▸ HOW TO COMPLETE THIS TASK
Using the text about the footballer Zézé, mark each statement yes or no and quote the words of the text that decide it.
1. Zézé was the first Brazilian to score a goal in the Bundesliga.
2. 1. FC Köln paid a club record fee to sign Zézé.
3. 1. FC Köln won the Bundesliga in the 1964–65 season.

▸ DOCUMENT SEGMENT

^^^^^^^^^^^^^^^^

Zézé

Personal information
- Full name: José Gilson Rodriguez
- Date of birth: 18 December 1942
- Place of birth: Varginha, Minas Gerais, Brazil
- Date of death: 31 May 2006 (aged 63)
- Position: Forward

Senior career*
- Years: Team / Apps / (Gls)
- 1960: Madureira
- 1960–1964: Guaratinguetá
- 1964: Madureira
- 1964–1965: 1. FC Köln / 5 / (1)
- 1965–1967: Portuguesa
- 1968: Santo André
- 1969: Rio Branco
- 1969: Atlético Paranaense
- 1970: Bangu
- 1970: Flamengo

= Zézé (footballer, born 1942) =

Brazilian footballer (1942–2006)

José Gilson Rodriguez, commonly called Zézé, (18 December 1942 – 31 May 2006) was a Brazilian professional footballer who played as a forward for, among other clubs, 1. FC Köln in the Bundesliga.

Zézé was the first-ever Brazilian player in the German Bundesliga but left the country after being diagnosed with a snow allergy.

==Career==
Zézé spend his early career with Madureira, Guaratinguetá and Madureira again before being signed by 1. FC Köln in the summer of 1964, on the advice of Polish player agent Julius Ukrainczyk, without ever having been scouted by a representative of the club. He was signed for a then club record fee of DM 150,000 and allegedly arrived in Cologne on a Banana boat from Brazil. Zézé impressed the club in warm up matches before the start of the season, raising hopes he would be a miracle forward.

Zézé made his debut for 1. FC Köln on 22 August 1964 in a 3–2 loss to Hertha BSC. He played one more game for the club in 1964, in December against 1. FC Nürnberg. Zézé's next appearance in a competitive match for Köln was on 20 February 1965 when he played against Eintracht Braunschweig. He made an appearance in a 0–0 away draw at Liverpool F.C. in the quarter final of the European Cup in March, with 1. FC Köln exiting the 1964–65 edition after three drawn games on coin toss. Zézé then played two more Bundesliga matches, against Karlsruher SC and 1. FC Kaiserslautern. In the latter he registered his only goal for Köln in a competitive match when he scored the first goal in a 3–0 win. He was however not the first Brazilian to score in the Bundesliga, with Raoul Tagliari already having done so in a match for Meidericher SV against 1. FC Nürnberg on 21 November 1964, making his Bundesliga debut in this game three month after Zézé.

Zézé found it difficult to cope with the German winter and was diagnosed by a Spanish doctor with a snow allergy, leaving Cologne and not making another appearance for the club, Köln cancelling his contract and the Brazilian returning home. 1. FC Köln who had won the inaugural Bundesliga championship in 1963–64, went on to finish the 1964–65 season as runners-up, three points behind SV Werder Bremen.

Upon his return he played for Portuguesa, Santo André, Rio Branco, Atlético Paranaense, Bangu and Flamengo in his home country of Brazil.

^^^^^^^^^^^^^^^^

▸ PROVIDED DATA
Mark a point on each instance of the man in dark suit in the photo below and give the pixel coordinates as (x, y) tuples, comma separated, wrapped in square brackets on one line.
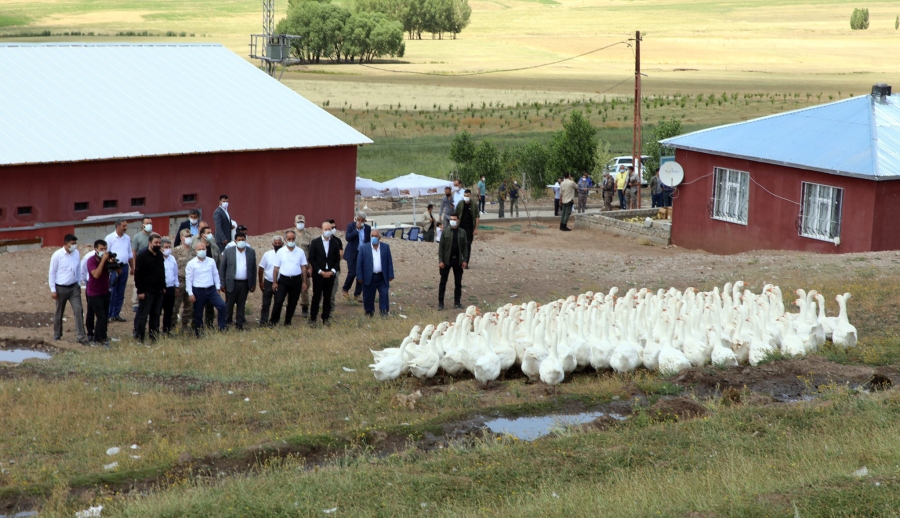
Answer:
[(452, 254), (222, 221), (192, 224), (375, 269), (356, 230), (237, 269), (325, 267)]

^^^^^^^^^^^^^^^^

▸ SOLVED PROBLEM
1. No: "He was however not the first Brazilian to score in the Bundesliga"
2. Yes: "He was signed for a then club record fee of DM 150,000"
3. No: "went on to finish the 1964–65 season as runners-up, three points behind SV Werder Bremen"